[Extracted entries]:
======
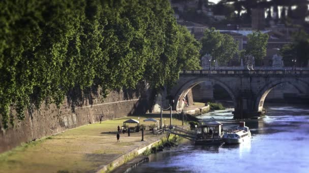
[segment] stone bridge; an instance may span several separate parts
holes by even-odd
[[[302,97],[309,98],[309,70],[184,70],[171,90],[175,101],[174,109],[182,109],[183,97],[203,81],[211,81],[226,90],[234,102],[235,119],[263,115],[263,105],[267,94],[281,83],[292,85]]]

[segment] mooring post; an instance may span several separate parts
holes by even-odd
[[[142,128],[142,140],[141,141],[144,141],[144,128]]]

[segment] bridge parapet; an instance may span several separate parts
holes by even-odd
[[[183,70],[179,72],[181,76],[188,75],[205,75],[205,76],[225,76],[237,75],[241,76],[259,76],[263,77],[265,75],[280,76],[295,76],[309,77],[309,70]]]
======
[What is needed]:
Go through the data above and transcribe it in full, omitting any image.

[Task response]:
[segment] stone bridge; an instance may span several separate parts
holes by even-odd
[[[302,97],[309,98],[309,70],[184,70],[171,90],[175,101],[174,109],[182,109],[183,97],[203,81],[211,81],[226,90],[234,102],[235,119],[263,115],[263,105],[267,94],[281,83],[292,85]]]

[segment] mooring post; an instance may span several separate parts
holes by even-odd
[[[142,128],[142,140],[141,141],[144,141],[144,128]]]

[segment] bridge parapet; an instance may span several separate parts
holes by even-odd
[[[183,70],[179,72],[181,76],[188,75],[205,75],[205,76],[225,76],[237,75],[241,76],[259,76],[263,77],[265,75],[280,76],[295,76],[309,77],[309,70]]]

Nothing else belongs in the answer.